(What is being asked) In the entries that follow, the first line to write out is the one containing "You will be", and the last is the one containing "162L209 165L239 194L300". Reproduce that stretch exactly, with nothing before or after it.

(Task material)

======

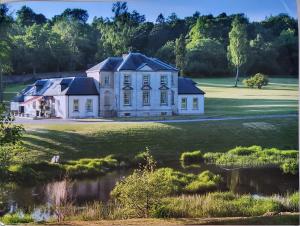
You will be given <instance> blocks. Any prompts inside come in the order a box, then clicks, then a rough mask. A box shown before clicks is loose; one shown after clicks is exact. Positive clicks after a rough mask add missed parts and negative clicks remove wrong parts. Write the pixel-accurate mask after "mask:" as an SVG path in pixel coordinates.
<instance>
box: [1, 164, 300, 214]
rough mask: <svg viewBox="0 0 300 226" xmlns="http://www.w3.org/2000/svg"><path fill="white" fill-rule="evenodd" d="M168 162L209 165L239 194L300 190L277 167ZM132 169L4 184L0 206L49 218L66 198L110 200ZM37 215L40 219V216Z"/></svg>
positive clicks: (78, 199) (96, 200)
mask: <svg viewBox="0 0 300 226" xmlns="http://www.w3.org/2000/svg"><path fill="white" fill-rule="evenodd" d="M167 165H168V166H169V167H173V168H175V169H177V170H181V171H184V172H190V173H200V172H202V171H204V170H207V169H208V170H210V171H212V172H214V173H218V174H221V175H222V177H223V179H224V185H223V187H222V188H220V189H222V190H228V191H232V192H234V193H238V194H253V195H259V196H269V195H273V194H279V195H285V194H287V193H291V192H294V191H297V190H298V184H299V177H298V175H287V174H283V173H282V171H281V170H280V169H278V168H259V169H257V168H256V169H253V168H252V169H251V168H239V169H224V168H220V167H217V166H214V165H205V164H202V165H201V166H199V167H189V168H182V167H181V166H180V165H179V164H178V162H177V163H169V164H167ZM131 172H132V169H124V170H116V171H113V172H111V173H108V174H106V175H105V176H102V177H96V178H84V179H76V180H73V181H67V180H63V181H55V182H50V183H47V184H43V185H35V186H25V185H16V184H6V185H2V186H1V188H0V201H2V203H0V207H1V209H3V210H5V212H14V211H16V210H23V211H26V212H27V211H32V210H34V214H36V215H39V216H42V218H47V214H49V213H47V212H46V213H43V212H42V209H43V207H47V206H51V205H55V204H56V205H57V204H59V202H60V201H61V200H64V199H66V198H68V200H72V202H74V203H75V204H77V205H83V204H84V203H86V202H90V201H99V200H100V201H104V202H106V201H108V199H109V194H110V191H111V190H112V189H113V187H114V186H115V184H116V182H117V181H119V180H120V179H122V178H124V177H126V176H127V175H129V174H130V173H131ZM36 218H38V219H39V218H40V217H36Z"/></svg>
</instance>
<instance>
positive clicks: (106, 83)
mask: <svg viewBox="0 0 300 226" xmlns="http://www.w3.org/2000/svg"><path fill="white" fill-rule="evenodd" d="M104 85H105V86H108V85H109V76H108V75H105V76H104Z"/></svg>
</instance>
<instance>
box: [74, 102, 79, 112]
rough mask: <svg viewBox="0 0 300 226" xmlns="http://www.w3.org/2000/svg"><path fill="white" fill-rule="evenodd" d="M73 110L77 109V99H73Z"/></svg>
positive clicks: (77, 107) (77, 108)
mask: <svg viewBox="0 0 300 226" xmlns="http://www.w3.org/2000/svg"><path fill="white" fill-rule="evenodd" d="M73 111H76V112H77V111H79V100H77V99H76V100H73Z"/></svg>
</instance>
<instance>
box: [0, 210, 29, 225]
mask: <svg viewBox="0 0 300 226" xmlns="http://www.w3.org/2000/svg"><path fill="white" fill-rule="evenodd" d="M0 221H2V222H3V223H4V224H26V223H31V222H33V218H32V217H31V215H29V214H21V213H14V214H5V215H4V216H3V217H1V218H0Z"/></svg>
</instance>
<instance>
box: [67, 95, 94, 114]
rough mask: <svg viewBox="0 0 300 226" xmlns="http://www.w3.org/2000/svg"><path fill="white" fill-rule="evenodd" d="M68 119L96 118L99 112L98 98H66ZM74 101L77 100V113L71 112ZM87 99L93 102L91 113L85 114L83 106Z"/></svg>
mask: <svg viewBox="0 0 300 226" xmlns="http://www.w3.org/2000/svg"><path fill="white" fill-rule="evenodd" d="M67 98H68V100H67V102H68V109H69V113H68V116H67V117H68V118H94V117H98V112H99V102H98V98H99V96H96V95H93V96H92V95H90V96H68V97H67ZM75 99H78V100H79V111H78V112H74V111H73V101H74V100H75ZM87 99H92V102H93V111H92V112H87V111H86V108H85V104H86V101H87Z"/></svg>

======

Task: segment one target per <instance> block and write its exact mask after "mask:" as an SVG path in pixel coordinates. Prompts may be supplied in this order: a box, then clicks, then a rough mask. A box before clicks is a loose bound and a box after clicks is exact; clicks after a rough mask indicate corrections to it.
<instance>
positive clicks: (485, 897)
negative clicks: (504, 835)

======

(Your response)
You will be given <instance> blocks. Any prompts inside come in the order a box, then clicks, then a rough mask. A box shown before clicks is loose; one shown after clicks is exact. Positive clicks after a rough mask add missed parts and negative clicks remove wrong parts. Write the pixel-accurate mask after "mask:" as an SVG path in pixel coordinates.
<instance>
box: [1, 164, 300, 214]
rough mask: <svg viewBox="0 0 300 226" xmlns="http://www.w3.org/2000/svg"><path fill="white" fill-rule="evenodd" d="M168 162L209 165L239 194L300 190L277 167ZM132 169L4 184L0 206L49 218L66 198L110 200ZM37 215L40 219V216Z"/></svg>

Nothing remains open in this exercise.